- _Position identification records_
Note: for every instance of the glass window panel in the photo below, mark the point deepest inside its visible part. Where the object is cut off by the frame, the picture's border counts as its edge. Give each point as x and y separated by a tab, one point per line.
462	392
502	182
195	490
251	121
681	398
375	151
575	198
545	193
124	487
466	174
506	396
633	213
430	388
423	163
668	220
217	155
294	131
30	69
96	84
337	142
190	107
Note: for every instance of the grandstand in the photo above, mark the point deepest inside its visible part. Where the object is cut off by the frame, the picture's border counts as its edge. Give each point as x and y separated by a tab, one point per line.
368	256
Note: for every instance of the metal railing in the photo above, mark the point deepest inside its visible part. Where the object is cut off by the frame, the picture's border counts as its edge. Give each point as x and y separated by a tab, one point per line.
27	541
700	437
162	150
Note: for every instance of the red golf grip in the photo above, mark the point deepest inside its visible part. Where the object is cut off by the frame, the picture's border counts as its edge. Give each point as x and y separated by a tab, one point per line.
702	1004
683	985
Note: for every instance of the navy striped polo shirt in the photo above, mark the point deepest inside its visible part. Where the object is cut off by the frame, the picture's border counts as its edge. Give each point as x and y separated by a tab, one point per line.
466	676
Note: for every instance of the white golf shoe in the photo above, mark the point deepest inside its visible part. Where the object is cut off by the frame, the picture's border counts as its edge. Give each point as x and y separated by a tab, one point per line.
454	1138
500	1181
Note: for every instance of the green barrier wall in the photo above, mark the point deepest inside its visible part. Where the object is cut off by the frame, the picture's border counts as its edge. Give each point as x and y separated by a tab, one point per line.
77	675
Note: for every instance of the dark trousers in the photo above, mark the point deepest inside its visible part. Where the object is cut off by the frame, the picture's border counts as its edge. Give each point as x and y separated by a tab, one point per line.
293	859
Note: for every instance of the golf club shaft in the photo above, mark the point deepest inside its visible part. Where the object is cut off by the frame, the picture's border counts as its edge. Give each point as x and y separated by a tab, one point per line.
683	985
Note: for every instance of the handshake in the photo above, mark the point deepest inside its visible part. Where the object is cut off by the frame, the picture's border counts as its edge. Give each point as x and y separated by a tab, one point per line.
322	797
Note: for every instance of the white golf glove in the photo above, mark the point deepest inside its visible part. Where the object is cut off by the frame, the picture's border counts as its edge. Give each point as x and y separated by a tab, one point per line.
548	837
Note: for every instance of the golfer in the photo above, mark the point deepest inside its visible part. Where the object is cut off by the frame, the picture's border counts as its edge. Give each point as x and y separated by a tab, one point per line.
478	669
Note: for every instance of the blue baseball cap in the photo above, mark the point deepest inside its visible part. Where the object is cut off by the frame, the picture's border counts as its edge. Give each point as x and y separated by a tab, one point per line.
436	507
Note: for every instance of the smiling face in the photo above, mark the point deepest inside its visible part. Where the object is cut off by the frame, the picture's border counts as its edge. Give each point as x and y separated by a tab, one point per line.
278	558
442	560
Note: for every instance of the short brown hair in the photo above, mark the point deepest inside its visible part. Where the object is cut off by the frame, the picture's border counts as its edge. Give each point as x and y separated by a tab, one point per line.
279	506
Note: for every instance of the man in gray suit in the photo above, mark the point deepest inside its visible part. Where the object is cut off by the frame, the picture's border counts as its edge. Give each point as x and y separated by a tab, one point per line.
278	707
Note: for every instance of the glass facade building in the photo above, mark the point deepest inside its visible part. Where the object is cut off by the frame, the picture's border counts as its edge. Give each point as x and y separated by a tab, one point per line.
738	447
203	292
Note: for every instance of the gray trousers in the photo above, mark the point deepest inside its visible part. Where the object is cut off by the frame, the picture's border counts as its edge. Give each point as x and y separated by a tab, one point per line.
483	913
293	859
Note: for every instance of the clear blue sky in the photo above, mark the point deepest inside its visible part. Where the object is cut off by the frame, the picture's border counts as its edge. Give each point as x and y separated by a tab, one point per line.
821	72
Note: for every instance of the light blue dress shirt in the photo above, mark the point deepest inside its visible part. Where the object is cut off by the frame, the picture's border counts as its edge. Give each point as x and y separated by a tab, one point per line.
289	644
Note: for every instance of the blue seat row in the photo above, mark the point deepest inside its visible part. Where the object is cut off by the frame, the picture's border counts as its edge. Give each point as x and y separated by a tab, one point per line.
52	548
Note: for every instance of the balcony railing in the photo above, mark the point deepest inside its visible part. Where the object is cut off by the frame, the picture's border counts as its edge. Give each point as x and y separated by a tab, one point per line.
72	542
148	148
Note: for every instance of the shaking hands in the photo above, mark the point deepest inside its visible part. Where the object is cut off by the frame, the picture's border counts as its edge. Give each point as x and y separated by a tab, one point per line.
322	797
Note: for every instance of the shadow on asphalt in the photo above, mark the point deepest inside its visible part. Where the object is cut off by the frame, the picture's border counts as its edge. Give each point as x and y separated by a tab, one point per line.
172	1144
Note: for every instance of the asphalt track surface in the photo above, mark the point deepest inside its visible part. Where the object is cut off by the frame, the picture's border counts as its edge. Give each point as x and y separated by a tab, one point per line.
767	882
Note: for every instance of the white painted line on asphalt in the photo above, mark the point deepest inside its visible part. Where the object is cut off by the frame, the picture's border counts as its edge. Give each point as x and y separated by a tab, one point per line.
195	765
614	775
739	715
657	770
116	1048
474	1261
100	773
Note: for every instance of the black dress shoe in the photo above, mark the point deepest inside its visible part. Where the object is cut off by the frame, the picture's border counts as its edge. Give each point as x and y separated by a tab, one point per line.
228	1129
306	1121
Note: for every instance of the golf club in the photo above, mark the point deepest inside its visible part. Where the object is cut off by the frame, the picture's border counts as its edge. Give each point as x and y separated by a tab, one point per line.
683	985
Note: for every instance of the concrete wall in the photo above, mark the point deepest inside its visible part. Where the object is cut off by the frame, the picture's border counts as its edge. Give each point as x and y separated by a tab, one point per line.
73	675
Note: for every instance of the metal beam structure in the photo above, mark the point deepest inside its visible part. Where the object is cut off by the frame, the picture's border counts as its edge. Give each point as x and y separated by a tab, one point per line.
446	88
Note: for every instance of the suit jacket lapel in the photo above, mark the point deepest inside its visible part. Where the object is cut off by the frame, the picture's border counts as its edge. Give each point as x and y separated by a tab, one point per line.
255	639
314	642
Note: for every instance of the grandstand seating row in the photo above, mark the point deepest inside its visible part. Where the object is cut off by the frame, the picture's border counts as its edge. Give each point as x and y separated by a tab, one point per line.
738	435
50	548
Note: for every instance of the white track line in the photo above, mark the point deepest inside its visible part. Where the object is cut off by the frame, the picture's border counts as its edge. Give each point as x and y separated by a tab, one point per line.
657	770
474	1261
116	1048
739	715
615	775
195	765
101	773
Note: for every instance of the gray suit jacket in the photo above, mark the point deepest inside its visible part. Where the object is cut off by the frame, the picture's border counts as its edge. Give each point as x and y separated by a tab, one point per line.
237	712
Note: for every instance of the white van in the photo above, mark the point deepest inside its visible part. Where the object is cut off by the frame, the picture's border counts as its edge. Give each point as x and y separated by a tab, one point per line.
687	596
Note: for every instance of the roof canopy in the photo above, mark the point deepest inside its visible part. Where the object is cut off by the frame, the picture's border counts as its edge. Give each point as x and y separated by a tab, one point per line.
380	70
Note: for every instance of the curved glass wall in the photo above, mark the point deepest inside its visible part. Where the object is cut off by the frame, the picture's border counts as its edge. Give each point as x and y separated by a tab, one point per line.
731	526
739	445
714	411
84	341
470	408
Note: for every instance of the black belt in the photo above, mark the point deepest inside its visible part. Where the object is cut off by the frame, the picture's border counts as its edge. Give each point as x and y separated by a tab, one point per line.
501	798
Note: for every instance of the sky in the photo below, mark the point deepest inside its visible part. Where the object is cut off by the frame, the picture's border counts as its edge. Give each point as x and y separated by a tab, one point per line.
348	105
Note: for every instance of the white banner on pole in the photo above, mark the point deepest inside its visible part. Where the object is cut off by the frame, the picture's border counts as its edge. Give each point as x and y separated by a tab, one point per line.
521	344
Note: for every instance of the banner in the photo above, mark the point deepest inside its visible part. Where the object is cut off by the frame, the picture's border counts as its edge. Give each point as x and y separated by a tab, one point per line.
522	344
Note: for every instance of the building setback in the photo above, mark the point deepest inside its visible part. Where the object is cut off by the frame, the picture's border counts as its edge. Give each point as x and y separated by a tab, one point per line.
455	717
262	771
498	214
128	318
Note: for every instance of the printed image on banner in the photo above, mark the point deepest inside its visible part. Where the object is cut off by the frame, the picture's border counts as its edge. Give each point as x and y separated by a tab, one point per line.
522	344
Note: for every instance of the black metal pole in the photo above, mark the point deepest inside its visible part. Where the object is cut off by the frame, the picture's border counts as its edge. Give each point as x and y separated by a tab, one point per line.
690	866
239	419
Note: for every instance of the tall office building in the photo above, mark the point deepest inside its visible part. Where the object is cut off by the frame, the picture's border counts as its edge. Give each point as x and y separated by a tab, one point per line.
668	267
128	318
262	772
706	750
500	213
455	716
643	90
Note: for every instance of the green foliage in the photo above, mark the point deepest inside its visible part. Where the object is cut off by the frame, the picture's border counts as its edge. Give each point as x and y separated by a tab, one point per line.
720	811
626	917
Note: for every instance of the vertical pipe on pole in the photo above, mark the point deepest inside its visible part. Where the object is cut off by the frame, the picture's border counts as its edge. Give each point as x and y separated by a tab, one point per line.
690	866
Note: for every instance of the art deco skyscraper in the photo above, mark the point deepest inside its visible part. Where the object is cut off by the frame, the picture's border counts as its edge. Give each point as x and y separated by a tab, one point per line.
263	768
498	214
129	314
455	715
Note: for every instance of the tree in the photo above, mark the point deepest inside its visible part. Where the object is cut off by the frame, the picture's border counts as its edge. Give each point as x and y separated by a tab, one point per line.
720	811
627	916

- _TASK_
Return exactly the lines from the line bearing "Note: for every instance of the green foliage" to the end of the records, inclusive of both; include no other lines.

- _REPLY_
Note: for every instance of the green foliage in the photo above, mark the point deepest inside its visible part. Where the object is cut off by the frame, the picture's border counts as its edge. Give each point as x and y separated by a tab, one point per line.
720	811
626	917
Note: for every instance of the vertical pipe on pole in the photo above, mark the point deepest inside its visible part. Where the object is cut off by the frame, the picture's border counts as its edge. Give each point as x and y separated by a tab, one point per line.
690	866
Note: for every instance of the art deco skyscraper in the photo above, mark the point deepest inside its visible part. Where the object is cut off by the frame, the picture's border counts as its edge. Give each point as x and y separated by a tab, one point per line.
263	768
498	214
129	314
455	715
Note: for every instance of the tree in the photo above, mark the point deepest inside its visible part. Where the object is cut off by the frame, the picture's border counts as its edge. Give each point as x and y separated by a tab, one point per line.
720	811
627	916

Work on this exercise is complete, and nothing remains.